# [GIVEN EXERCISE 1]
According to the forum thread below, what did the first poster's DH say the campers were coming from?

─── PASSAGE TO READ ───

# 3 Outbacks Out Of 316 Campers



## roanokecampers (Jul 31, 2006)

Today my daughter and I were traveling south on Interstate 81 from Roanoke, Virginia to Pulaski, Virginia from 1:00 p.m. until 2:00 p.m. During that one hour period she and I counted 316 camping units traveling north on I 81 and only three were Outbacks. I tooted my horn with excitement when we saw one. I could not believe that there were so many campers. We thought we must have missed one heck of a party. However, my DH told me that there was a NASCAR race in Bristol, Va. last night and that must be where they were coming from. We LOVE our Outback. Why aren't there any more than three out of 316?







Someone is really missing out!

Roanoke Campers!


----------



## happycamper (Jul 26, 2005)

roanokecampers said:


> During that one hour period she and I counted 316 camping units traveling north on I 81 and only three were Outbacks. .......... my DH told me that there was a NASCAR race in Bristol, Va. last night and that must be where they were coming from.


Out of 160,000 people in attendance I would expect a lot of campers. It must have been neat to see. But even better would be a string of Outbacks!! Thanks for counting.

───

# [GIVEN EXERCISE 2]
In the entries, rewrite only the stretch from the line containing "stone fireplace | outline every instance" through the line containing "[[429,190],[438,82],[400,87],[398,92],[397,176]]", changing "ring rule" to "fill rule" and leaving everything else as it is.

─── RAW DATA ───

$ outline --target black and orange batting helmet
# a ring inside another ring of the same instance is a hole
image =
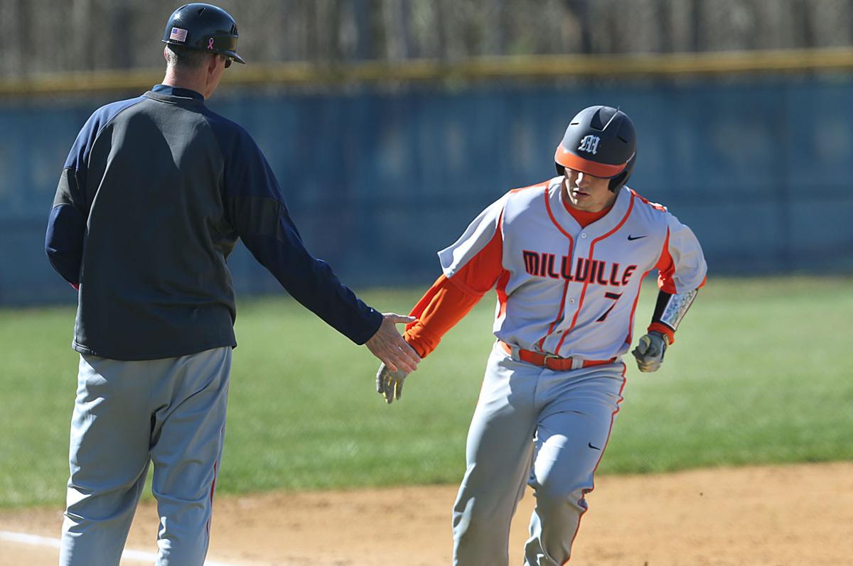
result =
[[[634,123],[625,113],[611,107],[589,107],[572,118],[554,160],[559,175],[568,167],[610,179],[610,190],[615,193],[631,175],[636,147]]]

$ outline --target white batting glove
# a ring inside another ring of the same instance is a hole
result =
[[[657,372],[660,369],[666,344],[666,338],[660,332],[652,332],[640,338],[631,354],[637,359],[637,367],[641,372]]]
[[[384,363],[376,372],[376,392],[385,397],[386,403],[391,405],[395,399],[399,399],[403,394],[403,382],[409,375],[405,370],[392,372]]]

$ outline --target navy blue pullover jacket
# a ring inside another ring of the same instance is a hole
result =
[[[157,85],[99,108],[60,177],[45,249],[79,285],[73,347],[153,360],[235,346],[225,263],[241,238],[299,303],[356,344],[381,314],[305,248],[269,164],[197,92]]]

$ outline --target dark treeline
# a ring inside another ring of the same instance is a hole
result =
[[[848,46],[853,0],[222,0],[250,61]],[[152,67],[180,3],[0,0],[0,75]]]

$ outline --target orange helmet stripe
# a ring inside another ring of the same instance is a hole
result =
[[[563,145],[557,146],[557,152],[554,154],[554,160],[563,167],[573,169],[576,171],[587,173],[597,177],[610,179],[624,170],[627,162],[618,165],[610,165],[606,163],[598,163],[578,157],[572,152],[563,149]]]

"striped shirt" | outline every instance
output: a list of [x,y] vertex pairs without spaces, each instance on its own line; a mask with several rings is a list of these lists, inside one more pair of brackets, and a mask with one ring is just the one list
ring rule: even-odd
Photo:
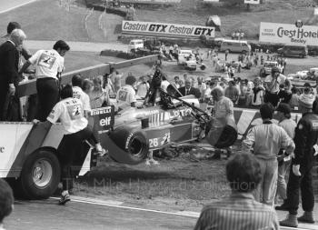
[[228,198],[205,206],[194,230],[279,229],[275,211],[254,200],[252,194],[234,192]]
[[262,124],[253,126],[247,134],[246,139],[243,141],[243,148],[252,149],[253,154],[262,159],[276,159],[281,148],[292,154],[294,144],[283,128],[275,124]]

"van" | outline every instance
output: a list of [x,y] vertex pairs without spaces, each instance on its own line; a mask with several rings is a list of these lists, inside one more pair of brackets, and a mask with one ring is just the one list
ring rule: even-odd
[[277,50],[277,54],[281,56],[299,56],[305,57],[308,55],[307,46],[283,45],[283,48]]
[[131,40],[128,45],[128,52],[134,52],[142,48],[144,48],[144,40],[142,39]]
[[247,41],[241,40],[223,40],[219,51],[225,52],[228,50],[230,53],[243,53],[248,54],[251,52],[251,45]]

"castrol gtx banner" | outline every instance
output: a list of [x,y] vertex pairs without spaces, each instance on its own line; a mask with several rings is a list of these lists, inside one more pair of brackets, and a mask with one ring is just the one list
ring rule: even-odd
[[130,4],[179,4],[181,0],[121,0],[120,2]]
[[123,21],[123,35],[152,35],[174,38],[214,37],[214,27],[166,23]]
[[318,26],[261,23],[260,42],[290,45],[317,45]]

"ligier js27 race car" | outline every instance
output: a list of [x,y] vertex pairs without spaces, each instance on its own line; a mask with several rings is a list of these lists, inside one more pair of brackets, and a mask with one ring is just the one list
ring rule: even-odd
[[[130,108],[115,115],[114,106],[108,106],[93,110],[92,115],[103,148],[114,161],[129,165],[143,162],[149,151],[197,140],[210,118],[183,100],[173,108]],[[0,177],[7,178],[14,190],[27,198],[49,197],[60,181],[57,149],[65,134],[62,125],[0,123]],[[237,137],[235,127],[227,132],[234,133],[231,138],[215,134],[210,136],[217,138],[211,137],[209,142],[220,147],[233,145]],[[95,165],[96,155],[89,144],[79,143],[75,148],[78,157],[74,168],[76,175],[84,175]]]

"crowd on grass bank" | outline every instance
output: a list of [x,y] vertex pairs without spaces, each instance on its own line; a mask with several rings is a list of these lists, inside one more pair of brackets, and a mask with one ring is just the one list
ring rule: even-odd
[[[138,79],[128,73],[124,85],[124,75],[112,68],[110,74],[94,76],[93,80],[75,75],[72,85],[60,85],[64,56],[71,48],[67,43],[59,40],[52,49],[31,55],[23,46],[26,35],[19,24],[10,23],[7,33],[6,41],[0,45],[1,121],[22,120],[15,89],[22,76],[31,74],[36,79],[37,96],[28,98],[31,105],[28,108],[35,108],[35,112],[28,113],[27,119],[35,125],[49,125],[59,120],[65,131],[63,145],[58,147],[63,184],[59,205],[71,199],[68,191],[72,185],[68,181],[78,143],[89,140],[101,155],[104,154],[98,135],[91,125],[91,109],[112,105],[118,110],[137,107],[137,99],[148,96],[154,97],[154,104],[160,104],[160,92],[166,92],[179,97],[193,95],[201,102],[213,104],[215,127],[224,117],[234,120],[234,105],[253,106],[259,109],[263,119],[263,124],[253,127],[243,141],[243,154],[237,153],[228,161],[226,176],[233,191],[231,196],[204,207],[195,229],[211,226],[279,229],[279,224],[297,226],[298,221],[314,223],[312,168],[318,139],[318,101],[317,92],[310,85],[305,85],[301,92],[278,67],[273,67],[271,75],[264,79],[257,77],[253,81],[235,78],[234,75],[228,79],[211,78],[204,82],[200,76],[194,79],[185,74],[169,82],[168,76],[156,66],[154,75],[145,74]],[[21,63],[22,55],[25,63]],[[30,70],[30,65],[35,70]],[[156,73],[160,73],[158,95],[151,90],[155,88]],[[149,92],[154,94],[149,95]],[[298,124],[291,119],[292,108],[303,114]],[[278,125],[272,122],[274,111],[280,117]],[[12,210],[13,198],[11,190],[2,180],[0,186],[4,187],[0,189],[2,222]],[[300,190],[304,213],[297,218]],[[280,223],[273,210],[276,195],[283,200],[276,209],[289,212],[287,218]]]

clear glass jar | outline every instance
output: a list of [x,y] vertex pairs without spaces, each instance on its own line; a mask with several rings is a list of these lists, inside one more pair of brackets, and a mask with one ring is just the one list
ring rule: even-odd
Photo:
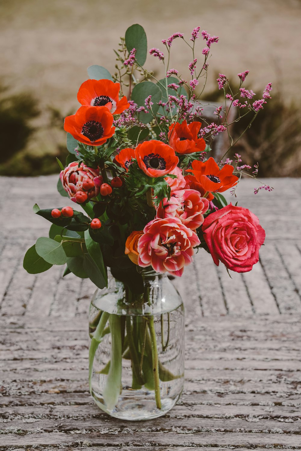
[[117,418],[161,416],[184,385],[184,313],[165,274],[144,270],[143,294],[109,277],[89,311],[89,386],[96,404]]

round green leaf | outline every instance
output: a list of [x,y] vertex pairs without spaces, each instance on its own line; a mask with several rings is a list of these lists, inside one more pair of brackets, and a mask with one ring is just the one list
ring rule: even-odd
[[130,27],[125,32],[125,45],[129,52],[136,49],[135,57],[141,66],[145,62],[148,52],[148,41],[145,32],[138,23]]
[[35,244],[28,249],[24,257],[23,267],[30,274],[44,272],[51,268],[52,266],[37,253]]
[[56,226],[56,224],[52,224],[49,229],[49,238],[51,239],[54,239],[54,237],[56,235],[60,235],[63,230],[63,227],[60,226]]
[[[159,105],[157,103],[161,100],[162,93],[161,89],[154,83],[152,82],[139,83],[134,86],[131,98],[138,106],[144,106],[145,99],[148,96],[152,96],[152,101],[153,103],[152,110],[153,114],[156,115],[159,109]],[[139,113],[139,119],[144,124],[148,124],[153,119],[153,115],[151,112]]]
[[36,250],[40,257],[52,265],[64,265],[66,263],[66,254],[61,243],[51,238],[44,236],[38,238]]
[[106,69],[102,66],[93,64],[87,69],[89,78],[92,80],[111,80],[113,81],[112,76]]

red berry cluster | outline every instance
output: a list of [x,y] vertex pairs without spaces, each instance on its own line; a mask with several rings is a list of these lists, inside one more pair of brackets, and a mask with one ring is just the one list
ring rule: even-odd
[[59,218],[61,215],[66,218],[71,218],[73,216],[73,208],[72,207],[63,207],[60,212],[58,208],[54,208],[51,212],[53,218]]

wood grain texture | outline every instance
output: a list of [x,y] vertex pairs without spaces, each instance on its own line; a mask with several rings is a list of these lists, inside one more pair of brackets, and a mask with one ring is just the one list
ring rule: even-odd
[[[267,233],[260,261],[231,280],[201,250],[185,278],[173,281],[185,306],[184,391],[163,417],[127,422],[103,413],[88,393],[93,284],[62,279],[60,267],[37,276],[22,268],[25,250],[49,229],[32,205],[71,204],[56,180],[22,180],[18,235],[1,226],[0,450],[301,449],[301,181],[265,180],[275,191],[257,197],[253,181],[242,181],[239,204]],[[9,208],[8,196],[2,203]]]

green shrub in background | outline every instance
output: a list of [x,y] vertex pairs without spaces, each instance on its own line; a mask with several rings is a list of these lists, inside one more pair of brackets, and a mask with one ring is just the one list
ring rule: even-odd
[[25,148],[35,129],[30,125],[30,121],[40,114],[37,101],[31,94],[22,92],[9,95],[7,90],[7,87],[0,86],[2,163]]

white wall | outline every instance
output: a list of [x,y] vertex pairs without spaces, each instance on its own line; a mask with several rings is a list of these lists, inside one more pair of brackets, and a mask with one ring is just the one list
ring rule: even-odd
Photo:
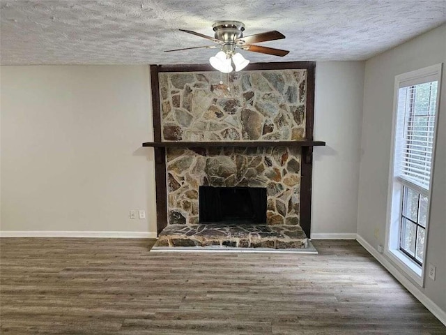
[[[446,25],[366,62],[357,232],[376,248],[384,245],[394,76],[446,62]],[[446,313],[446,69],[443,68],[433,167],[426,263],[437,267],[435,281],[426,278],[421,292]],[[378,229],[379,237],[374,237]]]
[[[356,234],[364,61],[316,66],[312,237]],[[330,235],[327,235],[330,234]]]
[[1,230],[156,232],[148,66],[3,66],[1,84]]

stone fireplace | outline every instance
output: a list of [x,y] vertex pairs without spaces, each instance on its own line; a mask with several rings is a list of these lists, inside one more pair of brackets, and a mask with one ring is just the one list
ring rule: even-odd
[[[200,207],[231,188],[238,197],[263,190],[264,203],[256,205],[263,221],[247,212],[236,216],[238,223],[254,218],[295,232],[303,223],[309,232],[312,145],[323,145],[312,142],[314,64],[248,68],[222,75],[203,66],[152,66],[155,142],[144,144],[155,147],[160,232],[218,222],[208,211],[221,206]],[[212,190],[219,191],[200,195]]]
[[266,187],[213,187],[199,189],[200,223],[266,224]]

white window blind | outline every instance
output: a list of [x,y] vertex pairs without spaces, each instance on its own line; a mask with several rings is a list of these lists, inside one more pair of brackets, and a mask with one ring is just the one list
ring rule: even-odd
[[429,190],[438,82],[400,87],[398,92],[397,176]]

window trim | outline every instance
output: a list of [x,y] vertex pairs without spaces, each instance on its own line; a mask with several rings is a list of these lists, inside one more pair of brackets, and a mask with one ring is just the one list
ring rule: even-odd
[[[416,85],[429,81],[438,81],[436,108],[437,114],[440,110],[440,95],[441,92],[441,77],[443,64],[428,66],[414,71],[403,73],[395,76],[394,84],[394,101],[393,114],[392,121],[392,137],[390,144],[390,160],[389,166],[389,182],[387,190],[387,216],[385,223],[385,243],[384,247],[384,255],[387,256],[397,267],[401,269],[408,278],[421,287],[424,286],[424,277],[426,276],[426,255],[427,244],[429,235],[429,219],[431,212],[431,199],[432,198],[432,184],[434,176],[434,165],[436,158],[436,141],[438,135],[438,122],[436,118],[433,143],[432,147],[432,162],[431,168],[431,178],[429,191],[424,189],[417,185],[403,179],[394,174],[395,168],[395,149],[397,126],[398,123],[398,99],[399,91],[401,87]],[[408,258],[406,254],[399,250],[399,230],[401,217],[401,203],[403,192],[403,186],[414,189],[420,194],[423,194],[428,198],[428,206],[426,222],[426,232],[424,237],[424,260],[423,266],[420,266],[417,263]]]

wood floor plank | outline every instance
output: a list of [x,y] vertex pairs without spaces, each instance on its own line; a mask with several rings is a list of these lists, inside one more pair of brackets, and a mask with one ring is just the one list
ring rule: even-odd
[[446,334],[355,241],[319,255],[149,253],[155,240],[0,239],[0,332]]

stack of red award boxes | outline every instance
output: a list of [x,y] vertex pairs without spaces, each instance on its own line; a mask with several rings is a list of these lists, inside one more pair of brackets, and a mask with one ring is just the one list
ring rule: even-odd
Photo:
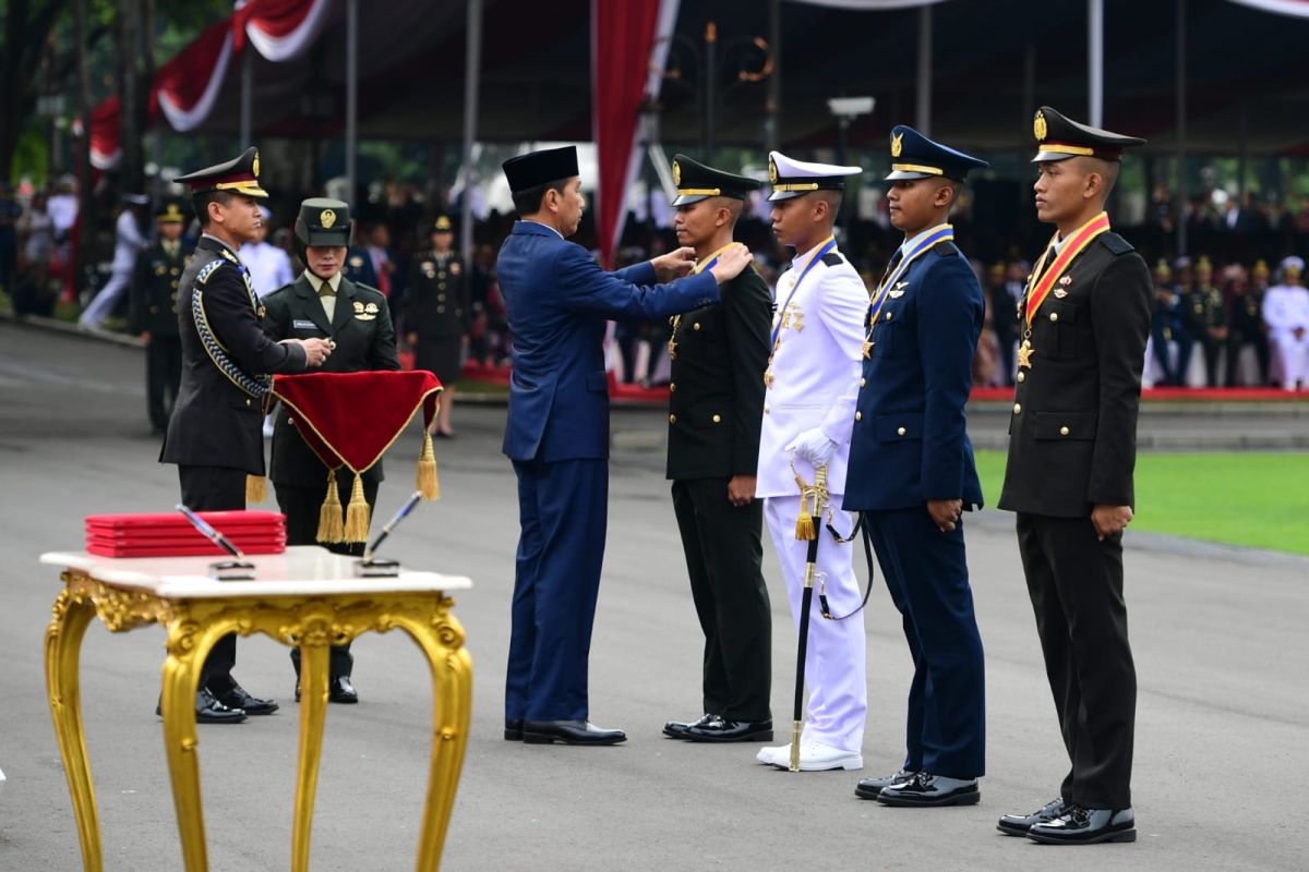
[[[200,511],[211,527],[245,554],[287,550],[287,518],[275,511]],[[101,557],[228,556],[179,511],[88,515],[86,550]]]

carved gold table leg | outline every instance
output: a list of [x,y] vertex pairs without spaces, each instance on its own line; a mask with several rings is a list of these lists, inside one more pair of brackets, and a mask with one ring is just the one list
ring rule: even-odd
[[291,871],[309,871],[309,837],[318,790],[318,760],[327,716],[327,646],[321,634],[300,645],[300,765],[296,770],[296,812],[291,824]]
[[182,609],[168,622],[168,659],[164,660],[164,749],[173,780],[178,838],[186,872],[209,868],[204,846],[204,809],[200,803],[200,740],[195,732],[195,693],[209,648],[233,629],[230,621],[199,624]]
[[77,820],[81,841],[82,869],[101,872],[103,860],[99,846],[99,816],[96,812],[96,788],[92,786],[86,760],[86,737],[82,733],[81,693],[77,668],[82,635],[96,616],[96,608],[63,590],[55,600],[54,617],[46,630],[46,688],[50,693],[50,716],[64,760],[64,775]]
[[450,614],[450,605],[449,599],[442,600],[429,621],[408,617],[395,621],[414,637],[432,668],[432,763],[419,833],[419,872],[433,872],[441,865],[473,711],[473,658],[463,648],[463,626]]

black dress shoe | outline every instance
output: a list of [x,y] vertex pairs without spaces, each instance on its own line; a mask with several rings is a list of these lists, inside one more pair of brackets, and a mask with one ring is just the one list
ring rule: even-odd
[[215,693],[213,698],[225,705],[228,709],[243,709],[247,715],[271,715],[279,709],[278,703],[272,699],[259,699],[258,697],[251,697],[246,693],[236,681],[232,686],[223,693]]
[[1043,845],[1097,845],[1135,842],[1136,816],[1130,808],[1069,805],[1059,817],[1033,824],[1028,838]]
[[[154,714],[162,716],[162,701],[154,705]],[[246,719],[246,713],[241,709],[229,709],[207,689],[195,692],[195,723],[198,724],[238,724]]]
[[901,808],[937,808],[941,805],[974,805],[982,799],[975,778],[945,778],[918,773],[906,782],[884,787],[877,795],[882,805]]
[[704,713],[703,715],[700,715],[699,720],[669,720],[666,724],[664,724],[664,735],[670,736],[673,739],[685,739],[686,736],[683,733],[687,729],[690,729],[691,727],[703,727],[704,724],[713,720],[716,716],[717,715],[711,715],[709,713]]
[[529,745],[617,745],[627,741],[622,729],[603,729],[589,720],[524,720],[522,741]]
[[1028,830],[1037,824],[1052,821],[1067,811],[1068,804],[1063,801],[1063,796],[1055,796],[1045,808],[1031,812],[1031,814],[1005,814],[995,825],[995,829],[1005,835],[1026,835]]
[[865,778],[857,784],[855,784],[855,796],[859,799],[877,799],[877,795],[891,784],[899,784],[901,782],[907,782],[914,775],[915,771],[908,769],[902,769],[894,775],[882,775],[881,778]]
[[707,723],[687,727],[682,739],[689,741],[772,741],[772,719],[726,720],[713,718]]
[[359,694],[355,692],[355,685],[350,682],[348,675],[339,675],[327,682],[327,699],[347,705],[359,702]]

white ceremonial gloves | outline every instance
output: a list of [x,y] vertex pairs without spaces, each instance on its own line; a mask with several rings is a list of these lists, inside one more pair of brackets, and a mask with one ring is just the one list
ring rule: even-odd
[[827,438],[827,434],[814,428],[812,430],[805,430],[785,448],[788,452],[797,454],[817,469],[818,467],[827,465],[831,460],[831,455],[836,454],[836,443]]

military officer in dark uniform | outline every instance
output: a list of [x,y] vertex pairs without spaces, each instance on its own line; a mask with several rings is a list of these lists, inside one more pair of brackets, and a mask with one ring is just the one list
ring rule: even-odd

───

# [WRITTEN SOLUTION 1]
A NASCAR race in Bristol, Va. the night before.

# [WRITTEN SOLUTION 2]
stone fireplace | outline every instance
output: a list of [x,y] vertex pairs without spaces, each instance on its own line; a mask with several rings is a list of these lists, inside one more pair of brackets, and a mask with one ring is just the one list
fill rule: even-odd
[[[200,207],[231,188],[238,197],[263,190],[264,203],[256,205],[263,221],[247,212],[236,216],[238,223],[254,218],[295,232],[303,223],[309,232],[312,145],[323,145],[312,142],[314,64],[248,68],[222,75],[203,66],[152,66],[155,142],[144,144],[155,147],[160,232],[218,222],[208,211],[221,206]],[[212,190],[219,191],[200,195]]]
[[266,187],[213,187],[199,189],[200,223],[266,224]]

white window blind | outline every instance
output: a list of [x,y] vertex pairs without spaces, each instance on its own line; a mask with several rings is a list of these lists, inside one more pair of brackets, and a mask with one ring is just the one list
fill rule: even-odd
[[429,190],[438,82],[400,87],[398,92],[397,176]]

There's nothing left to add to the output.